__WHAT THE EXERCISE ASKS__
Write out the entire listing below exactly as it appears, minus any pictures.

__DATASET ENTRIES__

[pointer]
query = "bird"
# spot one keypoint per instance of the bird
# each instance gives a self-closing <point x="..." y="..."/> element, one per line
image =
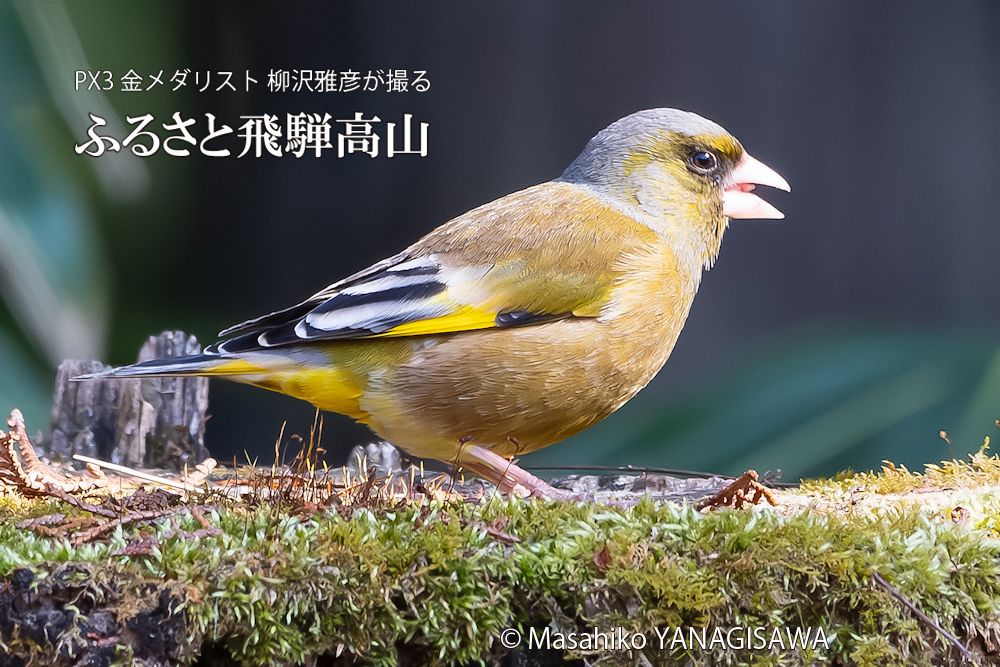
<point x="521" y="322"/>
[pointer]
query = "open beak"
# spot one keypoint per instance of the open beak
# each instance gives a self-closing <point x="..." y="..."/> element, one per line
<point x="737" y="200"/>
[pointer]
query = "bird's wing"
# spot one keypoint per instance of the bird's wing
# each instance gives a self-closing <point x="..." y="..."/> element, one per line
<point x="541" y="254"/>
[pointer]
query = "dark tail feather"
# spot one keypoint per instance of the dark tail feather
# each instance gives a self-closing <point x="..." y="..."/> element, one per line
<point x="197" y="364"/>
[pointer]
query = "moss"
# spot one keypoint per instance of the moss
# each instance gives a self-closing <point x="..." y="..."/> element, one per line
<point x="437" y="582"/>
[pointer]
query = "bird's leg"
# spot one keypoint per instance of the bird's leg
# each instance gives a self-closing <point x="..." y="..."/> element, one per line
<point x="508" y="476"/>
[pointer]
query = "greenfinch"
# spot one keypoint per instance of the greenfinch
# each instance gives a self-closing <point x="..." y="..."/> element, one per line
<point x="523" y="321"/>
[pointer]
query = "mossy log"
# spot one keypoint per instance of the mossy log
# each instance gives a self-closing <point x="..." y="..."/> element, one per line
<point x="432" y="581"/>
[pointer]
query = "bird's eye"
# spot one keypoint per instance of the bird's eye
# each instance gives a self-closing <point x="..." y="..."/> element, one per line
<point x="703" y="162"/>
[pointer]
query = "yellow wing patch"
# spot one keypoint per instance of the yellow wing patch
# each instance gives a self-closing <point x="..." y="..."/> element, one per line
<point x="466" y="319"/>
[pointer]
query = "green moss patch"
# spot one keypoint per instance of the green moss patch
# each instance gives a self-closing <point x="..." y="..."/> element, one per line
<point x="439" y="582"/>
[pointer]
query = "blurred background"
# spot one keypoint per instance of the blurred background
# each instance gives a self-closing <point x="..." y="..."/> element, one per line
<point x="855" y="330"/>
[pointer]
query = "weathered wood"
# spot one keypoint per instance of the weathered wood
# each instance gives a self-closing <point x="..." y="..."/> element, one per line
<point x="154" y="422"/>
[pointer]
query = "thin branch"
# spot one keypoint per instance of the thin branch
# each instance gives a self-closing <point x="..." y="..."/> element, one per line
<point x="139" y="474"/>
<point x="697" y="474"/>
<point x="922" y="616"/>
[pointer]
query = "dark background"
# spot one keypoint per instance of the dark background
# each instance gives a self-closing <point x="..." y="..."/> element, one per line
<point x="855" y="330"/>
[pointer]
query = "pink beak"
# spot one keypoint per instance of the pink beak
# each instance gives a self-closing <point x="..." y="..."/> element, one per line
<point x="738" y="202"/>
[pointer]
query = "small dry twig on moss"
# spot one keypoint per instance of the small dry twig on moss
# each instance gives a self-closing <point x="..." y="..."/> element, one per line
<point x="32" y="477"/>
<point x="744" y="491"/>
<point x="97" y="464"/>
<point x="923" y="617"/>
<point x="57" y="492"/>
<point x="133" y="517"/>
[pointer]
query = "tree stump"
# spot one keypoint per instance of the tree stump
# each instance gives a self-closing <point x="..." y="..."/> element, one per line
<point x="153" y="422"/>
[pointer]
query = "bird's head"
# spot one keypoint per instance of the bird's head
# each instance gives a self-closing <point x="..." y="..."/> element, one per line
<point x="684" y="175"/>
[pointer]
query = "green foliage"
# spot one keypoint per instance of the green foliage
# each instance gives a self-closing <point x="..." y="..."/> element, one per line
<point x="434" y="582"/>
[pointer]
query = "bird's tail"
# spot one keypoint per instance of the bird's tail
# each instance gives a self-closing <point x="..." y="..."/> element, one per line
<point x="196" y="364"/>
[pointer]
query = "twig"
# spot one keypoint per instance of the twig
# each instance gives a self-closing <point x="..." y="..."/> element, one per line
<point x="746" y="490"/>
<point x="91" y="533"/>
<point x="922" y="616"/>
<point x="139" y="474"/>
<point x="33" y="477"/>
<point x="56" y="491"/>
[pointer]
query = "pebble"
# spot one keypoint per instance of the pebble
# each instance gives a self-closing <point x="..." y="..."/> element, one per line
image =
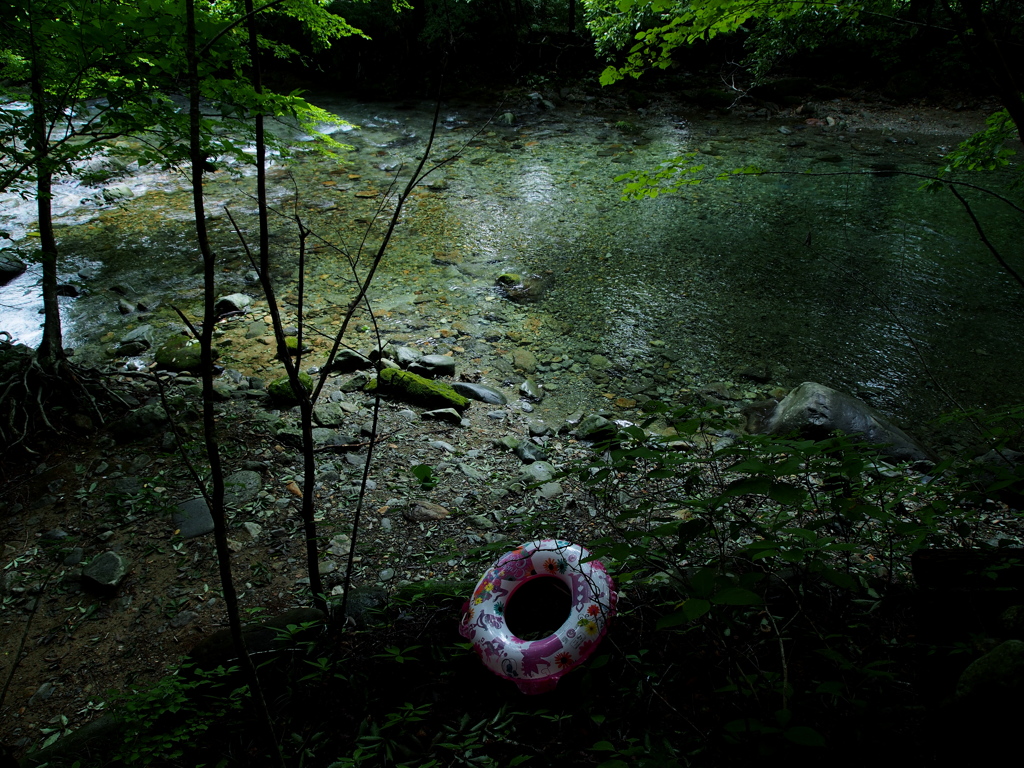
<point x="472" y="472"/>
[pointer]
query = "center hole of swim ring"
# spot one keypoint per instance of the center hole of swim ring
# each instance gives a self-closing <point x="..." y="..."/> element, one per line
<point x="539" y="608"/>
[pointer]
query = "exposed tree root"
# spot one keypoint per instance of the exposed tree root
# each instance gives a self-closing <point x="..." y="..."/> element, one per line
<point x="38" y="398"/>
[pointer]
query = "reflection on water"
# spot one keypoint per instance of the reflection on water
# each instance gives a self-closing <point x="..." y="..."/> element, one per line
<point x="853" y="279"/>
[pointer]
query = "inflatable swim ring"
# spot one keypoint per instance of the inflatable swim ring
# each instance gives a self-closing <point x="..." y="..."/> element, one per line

__RESULT__
[pointer]
query = "bird"
# spot one keypoint per instance of the bird
# each instance gives a self-closing <point x="..." y="..."/> element, one per line
image =
<point x="521" y="322"/>
[pointer]
query = "open beak"
# spot one keypoint per instance of the open beak
# each instance gives a self-closing <point x="..." y="..."/> element, one per line
<point x="737" y="200"/>
[pointer]
query = "bird's wing"
# spot one keypoint per instance of the bird's wing
# each instance gives a self-closing <point x="..." y="..."/> element, one per line
<point x="541" y="254"/>
[pointer]
query = "dark tail feather"
# spot one keypoint per instance of the dark tail feather
# each instance gives a self-closing <point x="..." y="..."/> element, one per line
<point x="197" y="364"/>
[pointer]
query = "moss"
# spot one keypoint per instance of the moss
# each instance gives a self-closing <point x="..." y="..."/> element, one per line
<point x="437" y="582"/>
[pointer]
query = "bird's leg"
# spot one keypoint per instance of the bird's leg
# each instance gives a self-closing <point x="..." y="..."/> element, one per line
<point x="508" y="476"/>
[pointer]
query = "greenfinch"
# spot one keypoint per instance of the greenfinch
# each instance gives a self-closing <point x="..." y="..."/> element, one per line
<point x="523" y="321"/>
[pointer]
query = "mossy log"
# spot one keypoint per instance of the mossy log
# each instance gives a self-closing <point x="..." y="..."/> element, one per line
<point x="432" y="581"/>
[pointer]
query = "bird's eye"
# spot one keypoint per instance of the bird's eye
# each instance gives a self-closing <point x="..." y="..."/> element, one per line
<point x="703" y="162"/>
[pointer]
query = "yellow wing patch"
# spot one keypoint per instance of the yellow wing patch
# each instance gives a self-closing <point x="..." y="..."/> element, one per line
<point x="466" y="319"/>
[pointer]
query = "green moss patch"
# spot one keypoint per instance of the green moss patch
# each instance gives a self-closing <point x="..." y="..."/> element, one per line
<point x="439" y="582"/>
[pointer]
query = "blurred background"
# spot one keypoint per instance of the blurred background
# each instance gives a self-closing <point x="..." y="..."/> element, one per line
<point x="855" y="330"/>
[pointer]
query = "weathered wood"
# spot one keypoint per instance of the weathered wood
# each instance gives a self-closing <point x="..." y="..."/> element, one per line
<point x="154" y="422"/>
[pointer]
query = "thin branch"
# spot one keypoint per instance of the thin branch
# each instance gives a self-closing <point x="..." y="..."/> element, one per line
<point x="139" y="474"/>
<point x="697" y="474"/>
<point x="922" y="616"/>
[pointer]
query = "dark background"
# spot one keypoint per instance of the dark background
# each instance gives a self-closing <point x="..." y="..."/> element, one per line
<point x="855" y="330"/>
[pointer]
query = "pink beak"
# spot one keypoint per instance of the pink beak
# each instance gives a self-closing <point x="..." y="..."/> element, one per line
<point x="738" y="202"/>
[pointer]
query = "small dry twig on moss"
# spot one keypoint per instance of the small dry twig on moss
# each instance gives a self-closing <point x="..." y="..."/> element, one per line
<point x="32" y="477"/>
<point x="744" y="491"/>
<point x="97" y="464"/>
<point x="923" y="617"/>
<point x="57" y="492"/>
<point x="133" y="517"/>
[pointer]
query = "tree stump"
# spot one keypoint per instance of the tree stump
# each instance gives a self-closing <point x="..." y="..."/> element, one per line
<point x="153" y="422"/>
[pointer]
query = "bird's head"
# spot one keypoint per instance of the bird's head
# each instance gives a self-closing <point x="..." y="..."/> element, one per line
<point x="684" y="175"/>
[pointer]
query = "green foliage"
# spot one keypoint per instance of the green foliage
# each instance gives a self-closing <point x="..." y="..."/> element, one per line
<point x="434" y="582"/>
[pointer]
query = "bird's tail"
# spot one keypoint per instance of the bird's tail
# each instance gives a self-closing <point x="..." y="..."/> element, one per line
<point x="196" y="364"/>
[pointer]
query = "twig"
# spot one keypoint per instance of the twig
# each instance gives a self-closing <point x="..." y="..."/> element, one per line
<point x="746" y="490"/>
<point x="91" y="533"/>
<point x="922" y="616"/>
<point x="139" y="474"/>
<point x="33" y="477"/>
<point x="56" y="491"/>
[pointer]
query = "pebble"
# spot one keypoint per instance of the pebble
# each instance gives a self-closing <point x="..." y="..."/> element, one per line
image =
<point x="472" y="472"/>
[pointer]
query = "center hole of swim ring"
# spot one keypoint per instance of the center hole of swim ring
# each instance gives a self-closing <point x="..." y="..."/> element, one per line
<point x="539" y="608"/>
[pointer]
query = "exposed tree root"
# spot one keypoint per instance of the exposed tree root
# each instance gives a self-closing <point x="..." y="..."/> element, one per line
<point x="38" y="398"/>
[pointer]
query = "reflection on water"
# spot one keypoint per instance of the reflection on water
# each instance gives a self-closing <point x="..." y="..."/> element, one per line
<point x="853" y="279"/>
[pointer]
query = "inflatable swim ring"
# spot one keypoint per instance of the inflatable swim ring
# each instance gives a self-closing <point x="..." y="..."/> element, one per line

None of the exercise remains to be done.